* Texte de lecture:
19 septembre 2015 : Jongmyo Jeryeak (National Gugak Center) au Théâtre de Chaillot


Jongmyo jeryeak
Jongmyo Jeryeak (National Gugak Center)


Le Théâtre de Chaillot a eu l'honneur de servir de cadre au lancement de l'année France-Corée. Toute une série de festivités culturelles sont également programmées dans d'autres lieux de la capitale française, notamment au Théâtre de la Ville et au Théâtre du Châtelet.

Pour ce spectacle d'ouverture, la direction du Théâtre de Chaillot et les autorités coréennes avaient mis les petits plats dans les grands,  en mobilisant les ressources du National Gugak Center, le Centre National des Arts de Séoul, dont les origines remontent au VIIème siècle, qui regroupe trois ensembles musicaux – dédiés respectivement à la musique de cour, au folklore et à la création contemporaine – ainsi qu'un groupe chorégraphique. La Cité de la musique et le Centre National de la Danse réunis en une même institution, mutatis mutandis.

(Enregistrements du jeu de données)
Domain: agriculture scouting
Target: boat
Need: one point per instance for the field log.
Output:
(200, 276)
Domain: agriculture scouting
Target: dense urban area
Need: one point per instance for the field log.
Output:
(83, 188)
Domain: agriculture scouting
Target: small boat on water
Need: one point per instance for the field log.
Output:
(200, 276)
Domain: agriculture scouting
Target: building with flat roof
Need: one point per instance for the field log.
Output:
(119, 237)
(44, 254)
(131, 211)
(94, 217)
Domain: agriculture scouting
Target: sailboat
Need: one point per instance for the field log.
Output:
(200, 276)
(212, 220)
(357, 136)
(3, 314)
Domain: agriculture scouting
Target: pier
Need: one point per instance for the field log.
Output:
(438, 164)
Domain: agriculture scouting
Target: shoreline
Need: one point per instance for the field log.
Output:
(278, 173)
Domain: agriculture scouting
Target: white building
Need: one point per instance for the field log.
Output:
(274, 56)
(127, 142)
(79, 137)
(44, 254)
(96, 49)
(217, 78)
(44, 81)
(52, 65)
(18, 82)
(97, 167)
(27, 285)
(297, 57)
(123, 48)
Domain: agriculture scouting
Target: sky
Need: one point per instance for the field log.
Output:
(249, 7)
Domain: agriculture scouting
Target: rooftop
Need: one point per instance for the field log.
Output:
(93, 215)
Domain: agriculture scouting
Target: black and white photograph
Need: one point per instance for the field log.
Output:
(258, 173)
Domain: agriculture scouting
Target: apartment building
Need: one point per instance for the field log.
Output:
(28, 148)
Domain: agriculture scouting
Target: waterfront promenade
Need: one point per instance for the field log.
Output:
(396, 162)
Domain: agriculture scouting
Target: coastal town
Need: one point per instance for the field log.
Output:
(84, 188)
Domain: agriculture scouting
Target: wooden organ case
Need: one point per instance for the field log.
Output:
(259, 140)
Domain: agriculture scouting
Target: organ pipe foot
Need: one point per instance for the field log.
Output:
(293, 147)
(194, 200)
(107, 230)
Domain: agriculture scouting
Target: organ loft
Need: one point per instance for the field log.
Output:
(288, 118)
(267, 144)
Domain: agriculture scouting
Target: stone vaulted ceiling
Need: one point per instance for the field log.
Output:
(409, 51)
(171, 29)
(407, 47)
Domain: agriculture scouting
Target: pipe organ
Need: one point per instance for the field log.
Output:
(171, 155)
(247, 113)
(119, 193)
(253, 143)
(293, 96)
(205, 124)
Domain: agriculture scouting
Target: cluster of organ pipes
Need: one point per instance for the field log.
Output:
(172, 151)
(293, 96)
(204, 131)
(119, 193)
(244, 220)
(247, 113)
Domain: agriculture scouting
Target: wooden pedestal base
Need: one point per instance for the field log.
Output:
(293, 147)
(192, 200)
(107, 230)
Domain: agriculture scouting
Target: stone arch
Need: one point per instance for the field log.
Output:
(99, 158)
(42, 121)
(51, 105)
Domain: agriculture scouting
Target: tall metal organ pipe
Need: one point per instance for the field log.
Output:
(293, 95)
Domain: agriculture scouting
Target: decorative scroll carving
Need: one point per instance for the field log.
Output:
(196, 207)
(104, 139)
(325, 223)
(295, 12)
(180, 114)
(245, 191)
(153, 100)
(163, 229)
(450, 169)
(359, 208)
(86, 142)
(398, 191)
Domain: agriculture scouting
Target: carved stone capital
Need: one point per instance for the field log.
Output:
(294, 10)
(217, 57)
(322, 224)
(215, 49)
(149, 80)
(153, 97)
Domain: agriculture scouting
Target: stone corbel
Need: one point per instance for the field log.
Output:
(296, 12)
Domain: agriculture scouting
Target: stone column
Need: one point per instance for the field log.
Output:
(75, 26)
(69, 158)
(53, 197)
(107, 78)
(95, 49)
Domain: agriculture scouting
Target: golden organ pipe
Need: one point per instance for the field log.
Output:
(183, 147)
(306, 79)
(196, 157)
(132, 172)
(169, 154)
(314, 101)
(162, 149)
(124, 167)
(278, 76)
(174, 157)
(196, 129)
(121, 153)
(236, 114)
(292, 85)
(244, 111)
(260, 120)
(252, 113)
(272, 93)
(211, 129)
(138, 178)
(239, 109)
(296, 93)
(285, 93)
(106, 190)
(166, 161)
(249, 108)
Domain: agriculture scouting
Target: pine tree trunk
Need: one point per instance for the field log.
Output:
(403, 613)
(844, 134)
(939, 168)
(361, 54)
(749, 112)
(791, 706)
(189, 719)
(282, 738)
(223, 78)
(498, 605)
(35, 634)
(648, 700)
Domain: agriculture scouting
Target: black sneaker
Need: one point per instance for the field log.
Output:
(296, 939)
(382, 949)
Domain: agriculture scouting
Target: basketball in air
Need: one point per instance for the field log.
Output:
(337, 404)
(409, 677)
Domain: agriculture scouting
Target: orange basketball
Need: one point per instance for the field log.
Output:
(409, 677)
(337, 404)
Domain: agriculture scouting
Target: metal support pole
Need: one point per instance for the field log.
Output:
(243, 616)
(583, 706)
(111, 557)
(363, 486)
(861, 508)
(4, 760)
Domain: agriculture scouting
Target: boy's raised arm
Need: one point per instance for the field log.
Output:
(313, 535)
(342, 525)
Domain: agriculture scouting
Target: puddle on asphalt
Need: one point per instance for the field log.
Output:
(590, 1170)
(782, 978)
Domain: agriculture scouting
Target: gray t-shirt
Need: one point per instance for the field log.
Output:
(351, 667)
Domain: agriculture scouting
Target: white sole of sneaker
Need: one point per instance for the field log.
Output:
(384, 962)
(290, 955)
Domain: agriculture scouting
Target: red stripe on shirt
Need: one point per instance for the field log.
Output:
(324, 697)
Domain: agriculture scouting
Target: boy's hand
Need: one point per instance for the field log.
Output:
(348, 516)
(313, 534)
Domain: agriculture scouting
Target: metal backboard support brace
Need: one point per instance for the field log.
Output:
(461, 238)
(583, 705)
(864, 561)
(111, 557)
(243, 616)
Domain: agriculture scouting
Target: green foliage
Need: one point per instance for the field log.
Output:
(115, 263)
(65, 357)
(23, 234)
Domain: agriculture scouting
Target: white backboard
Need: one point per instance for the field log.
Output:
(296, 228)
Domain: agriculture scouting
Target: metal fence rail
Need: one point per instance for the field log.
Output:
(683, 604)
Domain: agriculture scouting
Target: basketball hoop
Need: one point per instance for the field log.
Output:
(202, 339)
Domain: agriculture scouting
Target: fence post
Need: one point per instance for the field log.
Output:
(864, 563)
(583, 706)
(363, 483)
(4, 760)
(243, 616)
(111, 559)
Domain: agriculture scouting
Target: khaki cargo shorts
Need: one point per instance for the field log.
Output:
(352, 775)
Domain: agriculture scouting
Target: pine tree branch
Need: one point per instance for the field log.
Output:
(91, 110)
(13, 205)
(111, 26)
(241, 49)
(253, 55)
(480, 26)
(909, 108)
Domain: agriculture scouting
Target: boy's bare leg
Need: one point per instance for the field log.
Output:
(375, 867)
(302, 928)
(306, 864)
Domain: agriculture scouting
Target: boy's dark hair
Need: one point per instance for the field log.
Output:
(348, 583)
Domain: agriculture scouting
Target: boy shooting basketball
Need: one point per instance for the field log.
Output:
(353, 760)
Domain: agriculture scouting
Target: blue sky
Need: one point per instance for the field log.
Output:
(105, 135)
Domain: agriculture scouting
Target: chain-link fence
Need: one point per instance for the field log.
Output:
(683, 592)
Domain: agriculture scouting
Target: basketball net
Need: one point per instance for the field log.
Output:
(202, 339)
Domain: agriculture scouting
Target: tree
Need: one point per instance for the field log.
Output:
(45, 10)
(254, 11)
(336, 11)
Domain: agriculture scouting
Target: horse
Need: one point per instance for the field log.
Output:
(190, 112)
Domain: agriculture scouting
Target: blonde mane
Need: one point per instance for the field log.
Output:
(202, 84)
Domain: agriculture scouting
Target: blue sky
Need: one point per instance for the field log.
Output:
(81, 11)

* Série de consignes:
A. Relevez, dans le texte de lecture consacré au Jongmyo Jeryeak, les domaines auxquels se dédient les trois ensembles musicaux du National Gugak Center.
B. Poursuivez la rédaction du texte de lecture consacré au Jongmyo Jeryeak à partir de sa dernière phrase.

* Réponses attendues:
A.
- la musique de cour
- le folklore
- la création contemporaine

B.
Jongmyo jeryeak
Jongmyo Jeryeak (National Gugak Center)

Que les spécialistes de l'histoire et de l'art de la Corée nous pardonnent certains raccourcis excessifs, mais l'exercice nécessite d'être didactique, puisqu'il s'agit précisément de s'adresser aux non-spécialistes. Le Théâtre de Chaillot a d'ailleurs délibérément choisi de rendre accessible cette soirée aux profanes, en distribuant gratuitement un très joli livret illustré, décrivant, photos à l'appui, tous les instruments de l'orchestre disposé sur scène, et donnant le déroulé exact – repris sur le surtitreur lumineux – du Jongmyo Jeryeak qui figurait à l'affiche. Une initiative qui mérite d'être saluée, qui témoigne également de la volonté des Coréens de diffuser et de faire apprécier leur culture prestigieuse.  Le Jongmyo Jeryeak tient à la fois de la chanson de geste, de la cérémonie religieuse et du spectacle, mêlant musique, danse, psalmodie et rituel mystique.

Le Jongmyo Jeryeak raconte, scandé par les interventions des chantres et des «prêtres» (ici, en fait, des acteurs), l'épopée de la dynastie des Choseon (ou Joseon, dans les translittérations les plus récentes), fondée en 1392 par Yi Songgye, qui établit alors sa capitale sur l'emplacement actuel de Séoul. La lignée des Choseon s'est éteinte en 1910, avec l'annexion de la Corée par le Japon.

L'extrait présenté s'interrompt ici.